======== SUPPLIED PASSAGE

Tchaikovsky conducted the successful premiere of his Opus 74, the "Pathetique" Symphony, and died just nine days later. The murky depths of the symphony's prologue declaimed by a solo bassoon and string basses portend tragedy and the grieving final bars of the work are utterly devoid of consolation or hope. The ASO strings were at their most poignantly expressive in the symphony's outer movements. The explosive march movement usually provokes spontaneous, if intrusive, applause and certainly deserved to on this occasion but the audience wisely sat on their hands until the end. After the music had ebbed away, a few seconds of stillness before the ovation broke out in response to Anderson and the ASO for a performance which achieved the right balance of strength and pathos.

Review by Geoffrey Mogridge.  Wharfedale and Airedale Observer, Ilkley Gazette.


  A generous helping of four Twentieth Century works for large orchestra by two English, an Italian and an Armenian composer attracted a sizeable audience to the King's Hall for the ASO's Spring concert.  The English composers were represented by two of their best-loved tone pictures: Elgar's Cockaigne Overture "In London Town", and the Walk to the Paradise Garden - the famous intermezzo from Delius's opera, A Village Romeo and Juliet.   

  Cockaigne -  a medieval notion of a fictitious land of flowing wine and easy living - is the backdrop for Elgar's picture of the Capital City at the beginning of the Edwardian era as experienced by a young couple.   I noted the fruity-sounding brass in the ASO's ebullient performance of this work and John Anderson's stately account of the finale, missing only the optional organ embellishments.

================
======== DATA PROVIDED

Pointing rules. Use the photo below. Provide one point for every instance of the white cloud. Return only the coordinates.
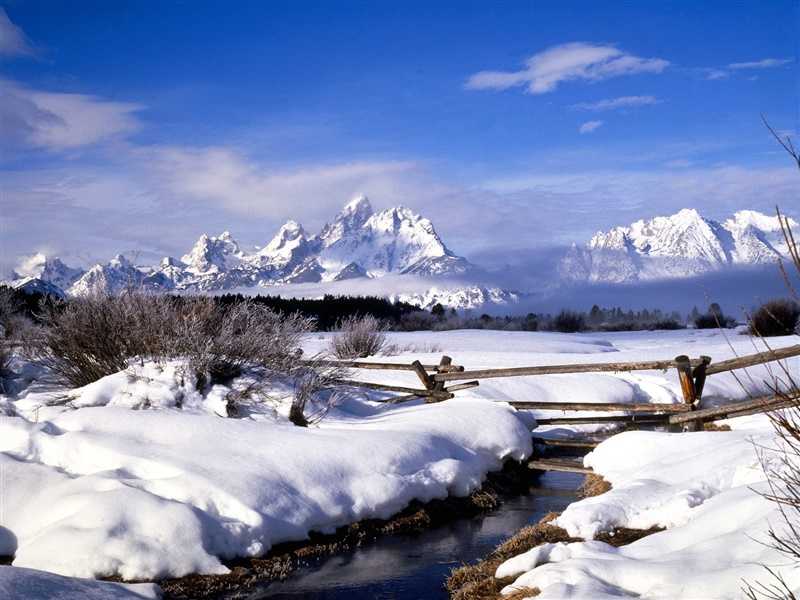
(589, 127)
(12, 39)
(678, 163)
(59, 121)
(766, 63)
(713, 74)
(231, 180)
(615, 103)
(545, 70)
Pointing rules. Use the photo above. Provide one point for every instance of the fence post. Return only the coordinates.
(684, 366)
(699, 375)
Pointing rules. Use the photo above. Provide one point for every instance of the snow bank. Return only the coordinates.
(140, 475)
(148, 494)
(703, 487)
(38, 585)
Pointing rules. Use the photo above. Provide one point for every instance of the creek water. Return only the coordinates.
(415, 566)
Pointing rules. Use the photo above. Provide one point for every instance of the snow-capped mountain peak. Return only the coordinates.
(348, 222)
(213, 254)
(680, 245)
(47, 269)
(357, 244)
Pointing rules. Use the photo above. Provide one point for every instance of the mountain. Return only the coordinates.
(685, 244)
(462, 298)
(118, 275)
(48, 270)
(358, 243)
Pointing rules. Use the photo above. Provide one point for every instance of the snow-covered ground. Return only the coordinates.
(141, 476)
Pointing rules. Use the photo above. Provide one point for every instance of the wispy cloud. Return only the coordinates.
(766, 63)
(545, 70)
(13, 41)
(230, 180)
(59, 121)
(713, 74)
(617, 103)
(589, 127)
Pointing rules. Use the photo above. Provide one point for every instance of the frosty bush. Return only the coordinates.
(569, 322)
(776, 317)
(220, 342)
(90, 337)
(714, 319)
(358, 337)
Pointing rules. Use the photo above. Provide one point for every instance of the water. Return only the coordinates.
(415, 566)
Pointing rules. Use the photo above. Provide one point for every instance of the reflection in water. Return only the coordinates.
(415, 566)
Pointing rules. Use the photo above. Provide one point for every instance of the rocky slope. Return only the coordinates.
(685, 244)
(358, 243)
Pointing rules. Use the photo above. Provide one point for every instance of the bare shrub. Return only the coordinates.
(776, 317)
(358, 337)
(568, 321)
(90, 337)
(714, 318)
(221, 342)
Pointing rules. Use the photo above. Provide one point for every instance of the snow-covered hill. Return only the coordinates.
(685, 244)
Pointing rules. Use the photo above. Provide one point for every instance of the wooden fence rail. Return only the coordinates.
(602, 407)
(652, 365)
(750, 360)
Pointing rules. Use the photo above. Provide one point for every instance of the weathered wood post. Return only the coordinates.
(699, 375)
(684, 366)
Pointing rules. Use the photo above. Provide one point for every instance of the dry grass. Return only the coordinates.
(284, 559)
(593, 485)
(477, 582)
(711, 426)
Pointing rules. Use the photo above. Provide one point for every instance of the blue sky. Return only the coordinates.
(513, 126)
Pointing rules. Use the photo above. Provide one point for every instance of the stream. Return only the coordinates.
(415, 566)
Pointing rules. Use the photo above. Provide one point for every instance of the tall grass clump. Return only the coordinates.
(781, 463)
(776, 317)
(358, 337)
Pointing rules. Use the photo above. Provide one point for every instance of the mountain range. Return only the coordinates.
(682, 245)
(358, 243)
(401, 246)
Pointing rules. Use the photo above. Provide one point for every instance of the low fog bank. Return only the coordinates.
(737, 290)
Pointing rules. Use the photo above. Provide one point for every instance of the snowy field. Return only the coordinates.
(141, 476)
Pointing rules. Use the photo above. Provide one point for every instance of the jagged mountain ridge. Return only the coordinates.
(358, 243)
(684, 244)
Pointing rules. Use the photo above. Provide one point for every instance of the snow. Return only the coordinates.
(169, 491)
(143, 476)
(684, 244)
(39, 585)
(703, 487)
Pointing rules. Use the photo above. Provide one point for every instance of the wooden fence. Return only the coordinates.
(692, 374)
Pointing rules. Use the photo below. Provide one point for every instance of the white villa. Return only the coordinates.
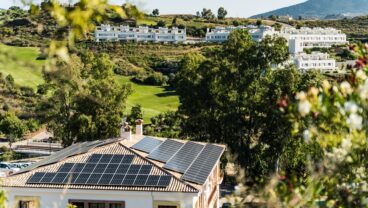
(140, 34)
(315, 60)
(134, 171)
(221, 34)
(312, 37)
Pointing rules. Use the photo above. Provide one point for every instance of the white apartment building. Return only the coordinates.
(312, 37)
(315, 60)
(140, 34)
(221, 34)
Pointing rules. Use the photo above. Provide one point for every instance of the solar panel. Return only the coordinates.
(127, 159)
(181, 161)
(100, 168)
(88, 168)
(105, 159)
(134, 169)
(145, 169)
(122, 169)
(202, 167)
(152, 180)
(117, 159)
(117, 179)
(94, 158)
(141, 180)
(36, 178)
(164, 181)
(59, 178)
(94, 179)
(66, 168)
(82, 178)
(166, 150)
(103, 169)
(147, 144)
(47, 178)
(78, 167)
(74, 149)
(129, 180)
(105, 179)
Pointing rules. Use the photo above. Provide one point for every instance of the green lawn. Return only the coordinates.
(21, 63)
(153, 99)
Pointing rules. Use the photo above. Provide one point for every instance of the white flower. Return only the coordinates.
(355, 121)
(306, 136)
(346, 88)
(301, 96)
(361, 75)
(351, 107)
(346, 144)
(363, 90)
(304, 107)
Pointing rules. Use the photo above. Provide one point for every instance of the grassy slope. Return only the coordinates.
(21, 63)
(153, 100)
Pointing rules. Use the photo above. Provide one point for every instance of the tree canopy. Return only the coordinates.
(230, 95)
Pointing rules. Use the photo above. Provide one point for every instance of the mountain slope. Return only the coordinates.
(321, 8)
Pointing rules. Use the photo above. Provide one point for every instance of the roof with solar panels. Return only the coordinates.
(140, 164)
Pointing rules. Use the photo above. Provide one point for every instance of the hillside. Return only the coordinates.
(153, 99)
(356, 28)
(321, 8)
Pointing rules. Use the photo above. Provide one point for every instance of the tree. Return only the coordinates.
(207, 14)
(272, 17)
(174, 21)
(156, 12)
(259, 22)
(12, 127)
(87, 103)
(231, 96)
(221, 13)
(135, 113)
(334, 118)
(161, 23)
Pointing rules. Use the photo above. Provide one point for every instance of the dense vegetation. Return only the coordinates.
(356, 28)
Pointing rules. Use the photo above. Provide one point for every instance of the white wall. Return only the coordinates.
(55, 198)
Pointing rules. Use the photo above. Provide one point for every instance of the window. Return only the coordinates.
(27, 201)
(97, 204)
(25, 204)
(115, 205)
(166, 204)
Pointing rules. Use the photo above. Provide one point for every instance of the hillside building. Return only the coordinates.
(221, 34)
(140, 34)
(316, 60)
(312, 38)
(130, 172)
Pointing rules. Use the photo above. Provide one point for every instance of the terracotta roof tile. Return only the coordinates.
(176, 184)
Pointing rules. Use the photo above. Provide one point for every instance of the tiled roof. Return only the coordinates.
(176, 184)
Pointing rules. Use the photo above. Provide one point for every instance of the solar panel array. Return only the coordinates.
(181, 161)
(147, 144)
(166, 150)
(105, 170)
(202, 167)
(74, 149)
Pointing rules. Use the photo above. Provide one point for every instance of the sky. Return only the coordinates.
(235, 8)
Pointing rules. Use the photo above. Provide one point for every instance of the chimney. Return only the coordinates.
(139, 127)
(125, 131)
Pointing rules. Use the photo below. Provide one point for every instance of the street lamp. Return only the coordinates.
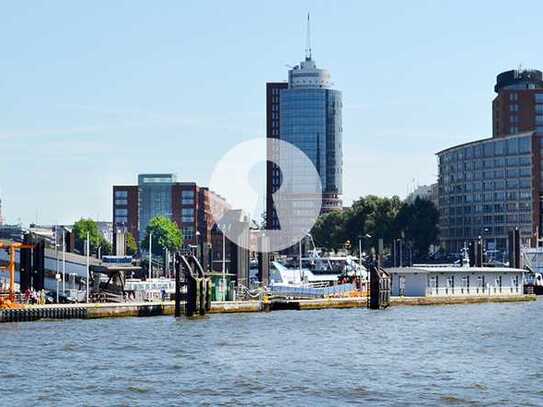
(360, 237)
(150, 254)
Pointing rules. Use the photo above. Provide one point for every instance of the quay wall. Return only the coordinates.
(145, 309)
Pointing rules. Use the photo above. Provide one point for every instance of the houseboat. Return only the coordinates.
(456, 280)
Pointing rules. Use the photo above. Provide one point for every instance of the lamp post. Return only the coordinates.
(88, 264)
(150, 255)
(63, 260)
(223, 266)
(198, 248)
(360, 237)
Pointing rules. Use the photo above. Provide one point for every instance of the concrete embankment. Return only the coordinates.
(113, 310)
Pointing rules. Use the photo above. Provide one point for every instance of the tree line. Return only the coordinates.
(372, 218)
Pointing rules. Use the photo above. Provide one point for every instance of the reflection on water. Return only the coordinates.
(453, 355)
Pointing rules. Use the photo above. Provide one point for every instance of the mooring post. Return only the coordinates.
(177, 285)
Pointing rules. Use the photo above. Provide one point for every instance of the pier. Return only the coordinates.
(147, 309)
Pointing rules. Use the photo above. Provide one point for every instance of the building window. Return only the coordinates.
(188, 233)
(121, 219)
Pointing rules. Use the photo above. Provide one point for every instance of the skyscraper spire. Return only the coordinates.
(308, 39)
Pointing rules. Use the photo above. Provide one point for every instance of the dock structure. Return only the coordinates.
(146, 309)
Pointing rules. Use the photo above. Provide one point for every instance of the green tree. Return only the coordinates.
(166, 235)
(374, 216)
(418, 221)
(131, 245)
(80, 230)
(329, 230)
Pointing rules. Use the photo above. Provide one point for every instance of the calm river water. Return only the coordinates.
(487, 355)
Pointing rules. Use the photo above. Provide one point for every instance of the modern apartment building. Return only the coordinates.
(190, 206)
(306, 112)
(490, 186)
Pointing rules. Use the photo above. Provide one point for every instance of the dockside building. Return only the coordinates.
(490, 186)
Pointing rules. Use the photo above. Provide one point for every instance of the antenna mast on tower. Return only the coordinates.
(308, 39)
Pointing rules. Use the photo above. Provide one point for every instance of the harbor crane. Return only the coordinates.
(12, 250)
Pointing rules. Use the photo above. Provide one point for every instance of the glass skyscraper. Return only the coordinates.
(306, 112)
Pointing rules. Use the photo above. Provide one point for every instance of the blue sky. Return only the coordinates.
(93, 93)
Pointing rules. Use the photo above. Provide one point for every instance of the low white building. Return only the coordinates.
(442, 281)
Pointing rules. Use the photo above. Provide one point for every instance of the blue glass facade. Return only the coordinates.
(311, 120)
(155, 198)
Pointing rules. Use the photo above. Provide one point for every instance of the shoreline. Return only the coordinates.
(147, 309)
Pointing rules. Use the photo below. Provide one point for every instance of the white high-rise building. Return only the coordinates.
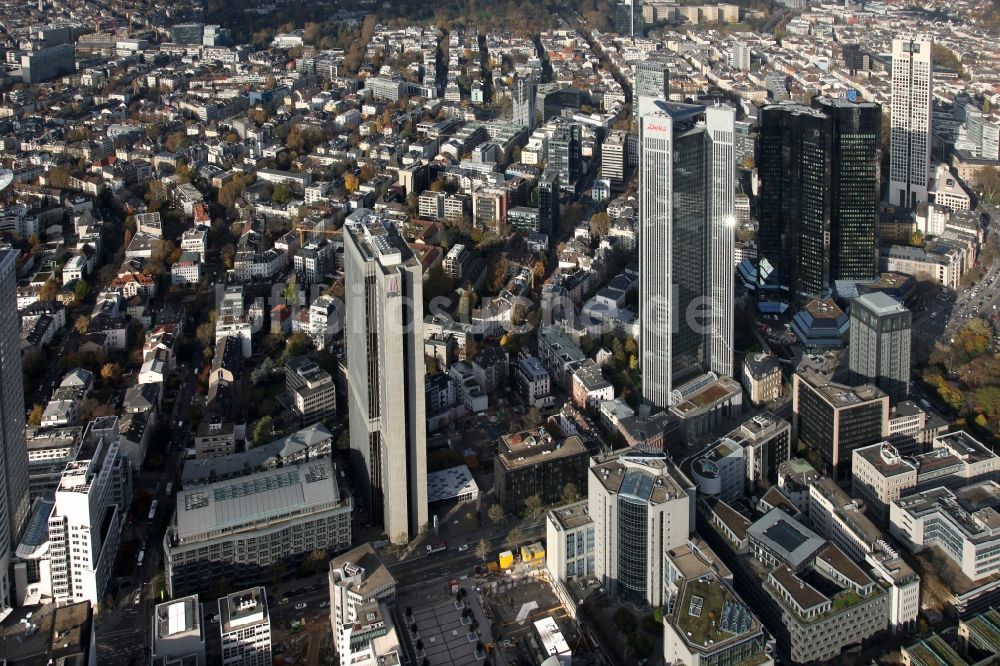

================

WORK ITEM A:
Answer these questions from the concert review:
(i) How many days after the premiere of the "Pathetique" Symphony did Tchaikovsky die?
(ii) In which hall did the ASO give its Spring concert?
(iii) What was missing from John Anderson's account of the Cockaigne finale?
WORK ITEM B:
Write a continuation of the concert review.
The data can be set aside.

WRITTEN REPLY A:
(i) Nine days.
(ii) The King's Hall.
(iii) The optional organ embellishments.

WRITTEN REPLY B:
  Sir Thomas Beecham scaled down the orginal orchestration of the Walk to the Paradise Garden to facilitate concert performances.  Delius scores for large orchestra including 28 woodwind and brass, reduced in Beecham's arrangement to 17. Delius scholar Tony Summers falls somewhere between the two with a requirement for 23 woodwind and brass- the edition played by the ASO.  The increased number of players undoubtedly enhances the effect of the dreamily evocative woodwind writing.  Anderson presided over an expansive reading, giving his players space to point up the delicate colours of Delius's pastoral soundscape.

  We then come to the two "novelties" in this enterprising programme - Aram Khachaturian's Violin Concerto in D minor was composed in 1940 and played that same year in Moscow by David Oistrakh.  Classical in outline but brash and exuberant in character, the rich, folk-infused melodies do give the concerto an endearing quality. Alexander Sitkovetsky was the outstanding soloist with the ASO; alive to the rhapsodic quality of the solo line and pushing the Armenian folk music ornamention for all it was worth.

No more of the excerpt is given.